Return each line of the records below in which the string "positive" turns up.

┌────────

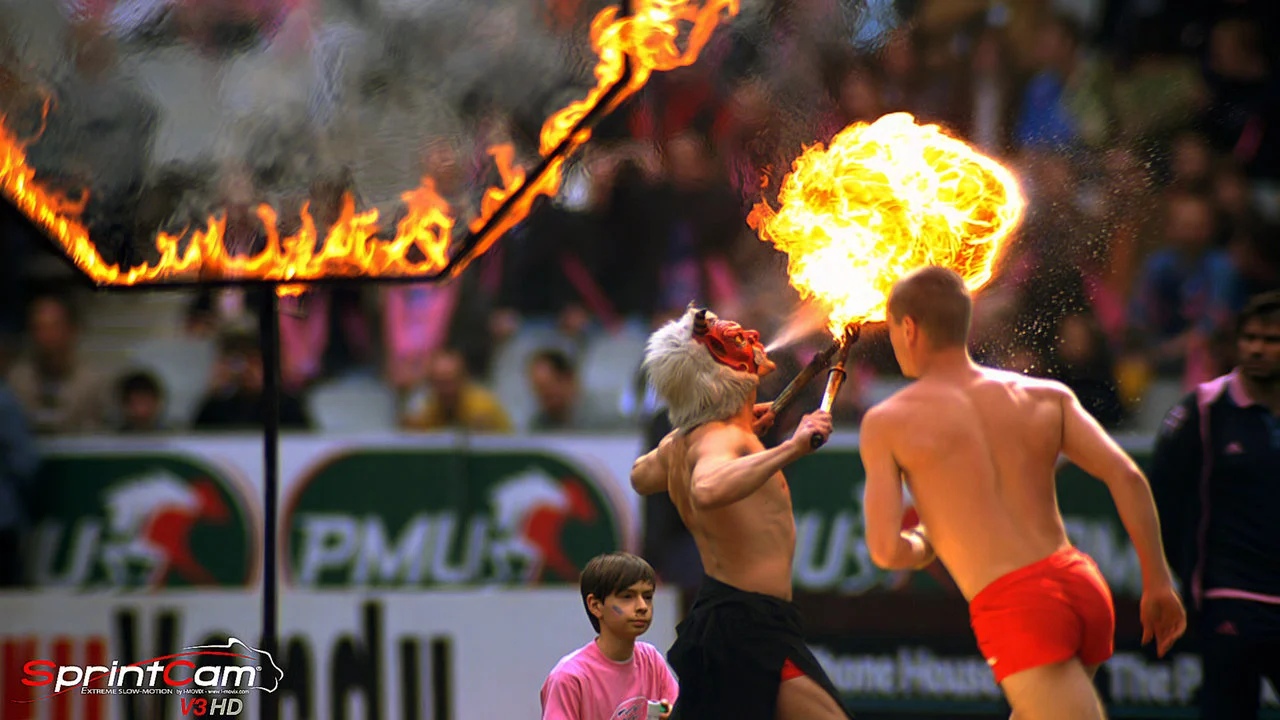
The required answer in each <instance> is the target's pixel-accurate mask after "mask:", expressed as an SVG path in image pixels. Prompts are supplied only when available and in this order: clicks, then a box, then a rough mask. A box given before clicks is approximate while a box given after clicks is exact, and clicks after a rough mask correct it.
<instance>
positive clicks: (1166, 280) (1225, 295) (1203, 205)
mask: <svg viewBox="0 0 1280 720" xmlns="http://www.w3.org/2000/svg"><path fill="white" fill-rule="evenodd" d="M1165 218H1166V227H1165V236H1166V238H1167V242H1169V246H1167V247H1165V249H1161V250H1158V251H1156V252H1153V254H1152V255H1151V256H1149V258H1148V259H1147V261H1146V264H1144V265H1143V269H1142V274H1140V277H1139V279H1138V287H1137V292H1135V296H1134V302H1133V320H1132V322H1133V325H1134V327H1135V328H1140V332H1143V333H1144V334H1146V343H1144V345H1146V347H1148V351H1147V356H1148V360H1149V361H1151V363H1153V365H1155V368H1156V370H1157V372H1161V373H1172V374H1180V375H1184V378H1185V380H1187V382H1188V383H1192V382H1202V380H1204V379H1207V378H1206V377H1204V363H1206V361H1207V357H1206V350H1207V341H1208V338H1210V337H1212V334H1213V331H1215V329H1216V328H1219V327H1221V325H1222V324H1224V323H1228V322H1230V318H1231V314H1233V313H1235V311H1236V310H1238V309H1239V307H1240V306H1242V305H1243V301H1242V293H1243V287H1242V283H1240V277H1239V273H1238V272H1236V269H1235V266H1234V265H1233V264H1231V259H1230V256H1229V255H1228V254H1226V252H1225V251H1222V250H1219V249H1215V247H1213V237H1215V229H1216V228H1215V225H1216V217H1215V213H1213V205H1212V202H1211V200H1210V199H1208V197H1207V196H1204V195H1201V193H1197V192H1190V191H1175V192H1172V193H1171V195H1170V196H1169V199H1167V210H1166V215H1165Z"/></svg>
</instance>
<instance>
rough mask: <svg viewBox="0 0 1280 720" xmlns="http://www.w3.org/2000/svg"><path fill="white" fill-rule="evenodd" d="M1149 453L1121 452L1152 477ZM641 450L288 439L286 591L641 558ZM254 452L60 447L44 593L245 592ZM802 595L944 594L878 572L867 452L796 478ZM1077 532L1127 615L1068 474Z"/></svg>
mask: <svg viewBox="0 0 1280 720" xmlns="http://www.w3.org/2000/svg"><path fill="white" fill-rule="evenodd" d="M1148 446H1149V441H1143V439H1142V438H1138V439H1135V441H1132V442H1128V443H1126V448H1128V450H1129V451H1130V452H1133V455H1134V457H1137V459H1138V461H1139V462H1144V461H1146V459H1147V456H1146V448H1147V447H1148ZM640 450H641V447H640V445H639V442H637V441H636V439H634V438H626V437H622V438H620V437H617V436H608V437H549V438H481V439H476V438H471V439H465V441H460V439H458V438H454V437H452V436H428V437H421V436H417V437H415V436H385V437H376V438H361V439H358V441H351V439H347V441H334V439H329V438H316V437H287V438H284V439H283V441H282V447H280V484H282V500H280V507H282V516H280V528H282V538H280V547H282V548H283V555H282V569H283V577H284V579H285V580H287V582H289V583H292V584H296V585H300V587H316V588H352V587H381V588H390V587H398V588H419V589H422V588H433V587H451V585H467V584H515V585H529V584H547V583H549V584H573V583H576V578H577V573H579V570H580V569H581V566H582V564H585V561H586V560H588V559H590V557H591V556H594V555H596V553H600V552H608V551H612V550H617V548H631V550H635V548H636V547H637V546H639V527H640V521H639V515H640V506H639V498H637V497H636V496H635V493H634V492H632V491H631V488H630V482H628V475H630V469H631V462H632V461H634V460H635V457H636V456H637V454H639V452H640ZM259 451H260V445H259V442H257V439H256V438H250V437H241V438H225V437H220V438H197V437H191V438H166V439H164V441H161V442H159V443H157V442H145V441H132V439H113V441H93V439H84V441H56V442H52V443H49V446H47V452H46V462H45V468H44V477H42V480H41V484H40V488H41V489H40V496H38V498H37V515H38V518H40V521H38V524H37V528H36V533H35V542H33V543H32V544H33V548H32V557H31V566H32V579H33V582H35V583H36V584H37V585H40V587H69V588H78V589H93V588H101V589H106V588H111V589H128V591H136V592H163V591H168V589H179V588H189V587H214V585H216V587H246V585H247V584H256V582H257V573H259V569H257V564H256V559H257V557H259V556H260V553H261V538H260V537H259V527H260V525H261V521H260V519H259V518H260V516H261V510H260V509H261V487H262V470H261V465H260V461H259V457H261V454H260V452H259ZM786 473H787V479H788V484H790V487H791V493H792V501H794V503H795V514H796V560H795V585H796V588H797V591H801V592H812V593H835V594H841V596H858V594H863V593H868V592H873V591H920V592H933V591H940V589H942V588H943V587H945V585H946V583H947V580H946V578H945V577H938V574H937V573H933V574H928V573H923V574H922V573H915V574H910V573H886V571H883V570H879V569H877V568H876V566H874V565H873V564H872V562H870V557H869V555H868V551H867V543H865V541H864V537H863V530H861V507H860V498H861V493H863V480H864V478H863V465H861V460H860V459H859V455H858V442H856V436H838V434H837V436H836V437H833V438H832V439H831V442H829V443H828V446H827V447H826V448H823V451H822V452H817V454H814V455H810V456H808V457H805V459H803V460H800V461H799V462H796V464H795V465H792V466H791V468H788V469H787V470H786ZM1059 500H1060V503H1061V507H1062V512H1064V515H1065V518H1066V527H1068V532H1069V533H1070V536H1071V539H1073V542H1075V543H1076V544H1078V546H1079V547H1080V548H1082V550H1084V551H1085V552H1088V553H1089V555H1091V556H1093V559H1094V560H1096V561H1097V562H1098V565H1100V566H1101V568H1102V571H1103V574H1105V575H1106V578H1107V580H1108V582H1110V583H1111V585H1112V589H1114V592H1115V593H1116V594H1117V596H1137V593H1139V592H1140V573H1139V569H1138V561H1137V556H1135V555H1134V551H1133V547H1132V546H1130V543H1129V541H1128V538H1126V537H1125V534H1124V529H1123V527H1121V525H1120V521H1119V518H1117V516H1116V514H1115V509H1114V506H1112V503H1111V498H1110V496H1108V495H1107V491H1106V487H1103V486H1102V484H1101V483H1098V482H1097V480H1093V479H1092V478H1088V477H1087V475H1084V474H1083V473H1080V471H1079V470H1078V469H1075V468H1074V466H1071V465H1066V466H1064V468H1062V469H1061V470H1060V473H1059Z"/></svg>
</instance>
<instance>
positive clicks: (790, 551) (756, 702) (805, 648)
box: [631, 309, 849, 720]
mask: <svg viewBox="0 0 1280 720" xmlns="http://www.w3.org/2000/svg"><path fill="white" fill-rule="evenodd" d="M773 368H774V366H773V363H771V361H769V359H768V356H767V355H765V354H764V347H763V346H762V345H760V336H759V333H756V332H753V331H744V329H742V328H741V327H740V325H739V324H737V323H730V322H724V320H721V319H718V318H716V315H713V314H710V313H707V311H705V310H700V311H699V310H694V309H690V310H689V311H687V313H685V315H684V316H682V318H681V319H678V320H675V322H672V323H669V324H667V325H666V327H664V328H662V329H659V331H657V332H655V333H654V334H653V337H650V338H649V345H648V347H646V350H645V360H644V369H645V373H646V374H648V377H649V382H650V383H652V384H653V386H654V388H655V389H657V391H658V393H659V395H660V396H662V398H663V400H664V401H666V404H667V409H668V413H669V415H671V423H672V425H675V428H676V429H675V430H672V432H671V433H669V434H668V436H667V437H666V438H663V441H662V443H659V446H658V447H657V448H655V450H654V451H653V452H649V454H648V455H645V456H644V457H640V459H639V460H636V462H635V466H634V468H632V470H631V486H632V487H634V488H635V489H636V492H639V493H641V495H653V493H657V492H667V493H669V496H671V500H672V502H673V503H675V505H676V509H677V510H678V511H680V516H681V519H684V521H685V525H686V527H687V528H689V530H690V533H692V536H694V539H695V541H696V543H698V551H699V553H700V555H701V560H703V570H704V573H705V575H704V578H703V584H701V588H700V589H699V593H698V598H696V600H695V601H694V606H692V609H691V610H690V612H689V615H687V616H686V618H685V620H684V621H682V623H681V624H680V626H678V628H677V638H676V643H675V644H673V646H672V647H671V651H669V652H668V653H667V660H668V662H669V664H671V667H672V670H675V671H676V676H677V678H678V679H680V697H678V700H677V701H676V707H675V708H673V711H672V715H671V717H672V720H681V719H685V720H700V719H703V717H732V719H733V720H740V719H754V717H758V719H762V720H772V719H774V717H781V719H801V717H803V719H805V720H815V719H817V720H823V719H832V720H836V719H845V717H847V716H849V715H847V714H846V712H845V711H844V708H842V707H841V705H840V702H838V694H837V692H836V688H835V685H832V683H831V680H829V679H828V678H827V675H826V673H823V670H822V666H820V665H819V664H818V661H817V659H815V657H814V656H813V653H812V652H810V651H809V648H808V646H806V644H805V642H804V637H803V630H801V619H800V612H799V611H797V610H796V606H795V605H794V603H792V602H791V561H792V557H794V555H795V544H796V528H795V516H794V515H792V512H791V493H790V491H788V489H787V482H786V479H783V477H782V468H785V466H786V465H788V464H790V462H792V461H794V460H796V459H799V457H803V456H804V455H808V454H810V452H812V448H810V445H809V438H810V437H813V436H814V434H818V433H822V434H824V436H829V433H831V415H828V414H827V413H814V414H810V415H806V416H805V418H804V419H803V420H801V423H800V427H799V428H797V429H796V432H795V434H794V436H792V437H791V439H788V441H787V442H785V443H782V445H780V446H777V447H774V448H771V450H765V448H764V446H763V445H762V443H760V441H759V439H758V438H756V432H759V430H763V429H764V428H765V427H768V424H769V423H771V421H772V418H771V415H769V414H768V405H759V406H756V405H755V392H756V387H758V384H759V379H760V377H763V375H765V374H768V373H769V372H771V370H773Z"/></svg>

└────────

Answer for this exercise:
positive clicks: (1166, 280) (1225, 295) (1203, 205)
positive clicks: (790, 551) (756, 702) (805, 648)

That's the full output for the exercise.